How many lines in the records contain the string "blue"? Reply with the number alone.

##### RECORD SET #####

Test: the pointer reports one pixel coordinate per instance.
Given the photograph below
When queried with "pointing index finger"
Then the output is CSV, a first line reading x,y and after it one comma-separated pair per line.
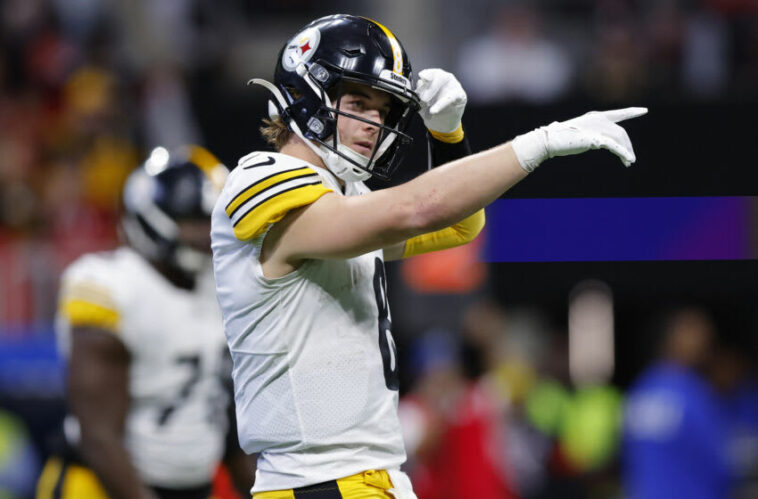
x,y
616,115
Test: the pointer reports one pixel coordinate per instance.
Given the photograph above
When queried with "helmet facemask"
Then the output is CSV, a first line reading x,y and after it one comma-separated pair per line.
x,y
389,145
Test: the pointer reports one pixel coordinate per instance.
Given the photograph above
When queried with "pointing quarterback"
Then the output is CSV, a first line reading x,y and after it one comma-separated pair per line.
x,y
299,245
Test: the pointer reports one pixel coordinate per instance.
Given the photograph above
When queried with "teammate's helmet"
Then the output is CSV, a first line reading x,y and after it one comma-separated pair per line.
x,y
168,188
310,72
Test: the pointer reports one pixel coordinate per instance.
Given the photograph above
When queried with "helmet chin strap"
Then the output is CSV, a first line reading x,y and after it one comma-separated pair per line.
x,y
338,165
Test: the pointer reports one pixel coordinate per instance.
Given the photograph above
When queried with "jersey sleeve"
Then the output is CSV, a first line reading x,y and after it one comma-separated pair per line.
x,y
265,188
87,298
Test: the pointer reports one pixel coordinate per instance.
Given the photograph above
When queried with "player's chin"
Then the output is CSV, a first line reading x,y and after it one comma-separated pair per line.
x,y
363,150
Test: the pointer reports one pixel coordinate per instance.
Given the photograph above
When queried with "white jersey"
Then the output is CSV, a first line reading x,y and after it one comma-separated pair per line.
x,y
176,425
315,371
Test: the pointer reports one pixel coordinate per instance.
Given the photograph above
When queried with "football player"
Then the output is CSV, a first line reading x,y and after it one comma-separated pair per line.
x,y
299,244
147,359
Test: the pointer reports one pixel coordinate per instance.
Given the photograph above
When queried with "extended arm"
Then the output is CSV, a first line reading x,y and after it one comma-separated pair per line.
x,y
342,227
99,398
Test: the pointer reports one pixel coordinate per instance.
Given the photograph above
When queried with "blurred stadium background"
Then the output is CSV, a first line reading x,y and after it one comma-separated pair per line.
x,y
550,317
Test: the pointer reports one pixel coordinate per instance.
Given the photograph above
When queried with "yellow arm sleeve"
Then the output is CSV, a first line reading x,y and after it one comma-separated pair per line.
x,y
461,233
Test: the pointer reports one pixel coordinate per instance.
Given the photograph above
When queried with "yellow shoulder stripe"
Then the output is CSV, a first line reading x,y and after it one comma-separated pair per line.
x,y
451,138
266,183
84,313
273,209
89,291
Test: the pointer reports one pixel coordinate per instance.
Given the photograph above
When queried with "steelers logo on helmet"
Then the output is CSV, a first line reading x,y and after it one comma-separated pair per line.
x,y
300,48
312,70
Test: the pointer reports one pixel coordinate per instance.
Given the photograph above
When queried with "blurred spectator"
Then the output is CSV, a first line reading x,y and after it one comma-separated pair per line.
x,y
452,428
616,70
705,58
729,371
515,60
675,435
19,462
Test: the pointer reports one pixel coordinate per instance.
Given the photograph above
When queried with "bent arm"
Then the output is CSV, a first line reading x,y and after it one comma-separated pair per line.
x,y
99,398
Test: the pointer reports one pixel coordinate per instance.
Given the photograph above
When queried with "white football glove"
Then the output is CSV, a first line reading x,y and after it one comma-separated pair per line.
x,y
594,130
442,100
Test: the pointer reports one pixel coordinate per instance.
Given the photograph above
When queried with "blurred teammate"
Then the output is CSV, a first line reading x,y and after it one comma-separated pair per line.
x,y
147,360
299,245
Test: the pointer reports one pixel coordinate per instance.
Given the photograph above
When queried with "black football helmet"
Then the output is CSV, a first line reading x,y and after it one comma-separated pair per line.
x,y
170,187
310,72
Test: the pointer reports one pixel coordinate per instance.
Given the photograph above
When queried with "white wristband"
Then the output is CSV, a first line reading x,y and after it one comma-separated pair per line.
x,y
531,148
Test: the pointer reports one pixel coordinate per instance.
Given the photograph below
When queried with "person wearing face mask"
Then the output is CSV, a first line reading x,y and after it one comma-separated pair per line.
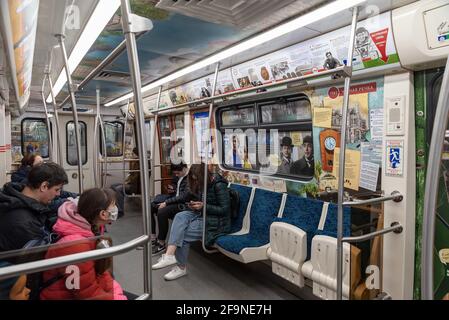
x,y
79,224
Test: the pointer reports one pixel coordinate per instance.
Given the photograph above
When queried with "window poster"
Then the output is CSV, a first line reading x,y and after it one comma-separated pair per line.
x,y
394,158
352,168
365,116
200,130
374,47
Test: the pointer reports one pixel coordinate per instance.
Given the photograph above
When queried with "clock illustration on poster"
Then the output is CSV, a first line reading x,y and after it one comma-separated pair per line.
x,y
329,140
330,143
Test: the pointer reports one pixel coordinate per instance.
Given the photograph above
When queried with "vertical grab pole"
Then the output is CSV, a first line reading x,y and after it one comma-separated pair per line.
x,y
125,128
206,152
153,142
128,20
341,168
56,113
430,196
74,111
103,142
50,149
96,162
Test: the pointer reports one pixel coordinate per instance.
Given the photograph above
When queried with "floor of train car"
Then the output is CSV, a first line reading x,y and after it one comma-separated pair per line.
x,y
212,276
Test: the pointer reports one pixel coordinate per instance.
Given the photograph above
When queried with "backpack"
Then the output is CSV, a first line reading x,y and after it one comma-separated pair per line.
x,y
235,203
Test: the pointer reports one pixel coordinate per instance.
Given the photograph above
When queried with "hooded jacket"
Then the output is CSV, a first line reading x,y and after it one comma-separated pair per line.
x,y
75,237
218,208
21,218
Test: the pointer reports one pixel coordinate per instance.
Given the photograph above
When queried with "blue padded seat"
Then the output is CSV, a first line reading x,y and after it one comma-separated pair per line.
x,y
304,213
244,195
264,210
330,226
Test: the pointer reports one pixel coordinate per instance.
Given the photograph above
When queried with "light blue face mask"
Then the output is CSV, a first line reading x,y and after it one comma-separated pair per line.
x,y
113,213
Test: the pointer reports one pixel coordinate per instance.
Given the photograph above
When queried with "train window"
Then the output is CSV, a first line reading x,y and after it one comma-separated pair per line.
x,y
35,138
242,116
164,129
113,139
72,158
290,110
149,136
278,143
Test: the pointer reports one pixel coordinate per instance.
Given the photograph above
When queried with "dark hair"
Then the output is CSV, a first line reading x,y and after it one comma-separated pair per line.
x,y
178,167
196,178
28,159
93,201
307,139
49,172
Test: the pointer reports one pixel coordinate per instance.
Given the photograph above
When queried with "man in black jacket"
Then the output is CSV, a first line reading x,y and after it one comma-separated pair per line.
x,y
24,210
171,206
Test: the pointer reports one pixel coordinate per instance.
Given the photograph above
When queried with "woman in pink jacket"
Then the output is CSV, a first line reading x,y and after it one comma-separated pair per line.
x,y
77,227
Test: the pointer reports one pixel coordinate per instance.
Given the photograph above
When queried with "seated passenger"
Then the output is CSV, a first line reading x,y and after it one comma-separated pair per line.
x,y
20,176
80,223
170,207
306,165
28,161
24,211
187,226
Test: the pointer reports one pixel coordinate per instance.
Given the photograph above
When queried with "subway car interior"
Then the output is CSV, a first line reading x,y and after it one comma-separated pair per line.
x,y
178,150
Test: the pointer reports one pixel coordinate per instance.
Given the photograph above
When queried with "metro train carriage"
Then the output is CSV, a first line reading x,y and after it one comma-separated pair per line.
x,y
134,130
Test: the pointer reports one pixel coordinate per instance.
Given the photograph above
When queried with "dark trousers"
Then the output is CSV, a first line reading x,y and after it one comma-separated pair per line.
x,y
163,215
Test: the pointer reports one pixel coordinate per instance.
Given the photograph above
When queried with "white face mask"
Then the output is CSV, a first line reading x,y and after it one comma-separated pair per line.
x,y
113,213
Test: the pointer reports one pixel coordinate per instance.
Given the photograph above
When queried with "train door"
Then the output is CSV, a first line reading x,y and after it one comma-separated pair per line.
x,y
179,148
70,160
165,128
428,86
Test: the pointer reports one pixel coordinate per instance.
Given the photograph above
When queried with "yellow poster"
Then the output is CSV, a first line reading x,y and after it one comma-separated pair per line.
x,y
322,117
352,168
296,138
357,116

#####

RESULT. 2